Passage shown:
=== Begin Enclosure ===
Gimli is a small town in Manitoba, Canada. In 1983 an Air Canada flight from Toronto to Edmonton ran out of fuel and miraculously coasted from 41,000 feet to an airfield in Gimli Manitoba. So I was piqued in seeing “Gimli” as part of the title to “Tales from the Gimli Hospital”.
Written and directed by Guy Maddin in 1988 “Tales from the Gimli Hospital” was one of those artsy films without any hope for commercial success. Well the creaky film has been the beneficiary of a 4K remastering shown at the most recent Toronto International Film Festival.
The promo material I received indicated the film was a “cult classic” on the midnight movie circuit. In the cult classics “Reefer Madness”, “Rocky Horror Picture Show” and “Night of the Living Dead” the plot may have been simplistic but was loved by many. In “Tales From the Gimli Hospital” the plot may be simplistic but its extremely artsy production may cause many viewers quickly to lose a connection with the film.
Gunnar and Einar the Lonely are in quarantine (sound familiar?) due to some plague that leaves strange scars on the bodies of its victims. The hospital is in a barn and the animals below heat the hospital above which is more like a barn than a hospital. And the nurses are lithe and in revealing uniforms. We see the tales of Gunnar and Einar the Lonely so you will be presented with a plot that is understandable. Given COVID the film may have some relevance with quarantine, political manipulation and plague death. Is this a driving reason the film was remastered?
=== End Enclosure ===
Listed entries:
=== Begin Enclosure ===
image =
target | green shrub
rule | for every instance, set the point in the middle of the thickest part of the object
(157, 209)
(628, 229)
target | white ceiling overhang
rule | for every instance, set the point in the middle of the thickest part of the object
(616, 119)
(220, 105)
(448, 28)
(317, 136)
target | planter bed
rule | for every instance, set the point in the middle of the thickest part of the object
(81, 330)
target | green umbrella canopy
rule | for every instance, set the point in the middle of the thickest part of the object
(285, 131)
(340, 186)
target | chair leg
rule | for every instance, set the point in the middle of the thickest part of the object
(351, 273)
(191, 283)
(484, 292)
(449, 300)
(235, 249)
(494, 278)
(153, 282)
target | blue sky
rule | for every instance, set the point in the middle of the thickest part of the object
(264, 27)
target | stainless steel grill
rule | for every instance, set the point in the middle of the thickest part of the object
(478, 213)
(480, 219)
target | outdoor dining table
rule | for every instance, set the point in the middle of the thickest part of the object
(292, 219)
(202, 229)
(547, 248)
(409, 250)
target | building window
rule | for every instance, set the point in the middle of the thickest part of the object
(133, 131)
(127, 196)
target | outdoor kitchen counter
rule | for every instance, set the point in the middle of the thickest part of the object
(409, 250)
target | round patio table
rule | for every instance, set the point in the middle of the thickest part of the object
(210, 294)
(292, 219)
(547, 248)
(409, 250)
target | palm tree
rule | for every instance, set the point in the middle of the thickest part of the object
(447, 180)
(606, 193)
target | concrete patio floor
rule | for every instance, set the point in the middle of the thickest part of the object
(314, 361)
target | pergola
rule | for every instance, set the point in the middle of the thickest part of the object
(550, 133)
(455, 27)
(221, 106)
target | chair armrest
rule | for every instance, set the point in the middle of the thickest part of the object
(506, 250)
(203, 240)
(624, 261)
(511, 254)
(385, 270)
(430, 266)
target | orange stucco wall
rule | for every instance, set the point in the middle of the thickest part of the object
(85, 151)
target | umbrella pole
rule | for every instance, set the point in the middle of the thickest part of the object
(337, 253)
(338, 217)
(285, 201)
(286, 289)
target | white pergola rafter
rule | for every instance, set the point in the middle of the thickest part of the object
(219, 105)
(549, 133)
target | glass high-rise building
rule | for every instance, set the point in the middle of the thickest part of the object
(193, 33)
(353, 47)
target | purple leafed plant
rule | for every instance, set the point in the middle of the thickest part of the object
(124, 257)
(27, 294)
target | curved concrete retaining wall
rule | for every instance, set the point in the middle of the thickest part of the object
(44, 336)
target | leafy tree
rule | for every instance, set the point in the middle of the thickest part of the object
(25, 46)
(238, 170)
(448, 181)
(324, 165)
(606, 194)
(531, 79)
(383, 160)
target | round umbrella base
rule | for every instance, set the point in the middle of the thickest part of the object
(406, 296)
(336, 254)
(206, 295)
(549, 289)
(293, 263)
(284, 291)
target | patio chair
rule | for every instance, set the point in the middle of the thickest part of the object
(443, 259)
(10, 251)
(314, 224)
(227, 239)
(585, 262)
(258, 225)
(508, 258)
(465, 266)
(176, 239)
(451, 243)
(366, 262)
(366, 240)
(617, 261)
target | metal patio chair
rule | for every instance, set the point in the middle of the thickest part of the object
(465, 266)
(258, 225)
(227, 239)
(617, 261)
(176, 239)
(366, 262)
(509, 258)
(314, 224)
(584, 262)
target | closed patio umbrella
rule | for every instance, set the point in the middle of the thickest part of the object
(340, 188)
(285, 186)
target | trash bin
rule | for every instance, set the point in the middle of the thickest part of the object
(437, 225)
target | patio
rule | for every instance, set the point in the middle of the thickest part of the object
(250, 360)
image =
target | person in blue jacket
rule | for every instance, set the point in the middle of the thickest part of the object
=== End Enclosure ===
Exercise:
Transcribe the film review word for word, from "Gimli is a small" up to and including "International Film Festival.". The material has no connection to the film review.

Result:
Gimli is a small town in Manitoba, Canada. In 1983 an Air Canada flight from Toronto to Edmonton ran out of fuel and miraculously coasted from 41,000 feet to an airfield in Gimli Manitoba. So I was piqued in seeing “Gimli” as part of the title to “Tales from the Gimli Hospital”.
Written and directed by Guy Maddin in 1988 “Tales from the Gimli Hospital” was one of those artsy films without any hope for commercial success. Well the creaky film has been the beneficiary of a 4K remastering shown at the most recent Toronto International Film Festival.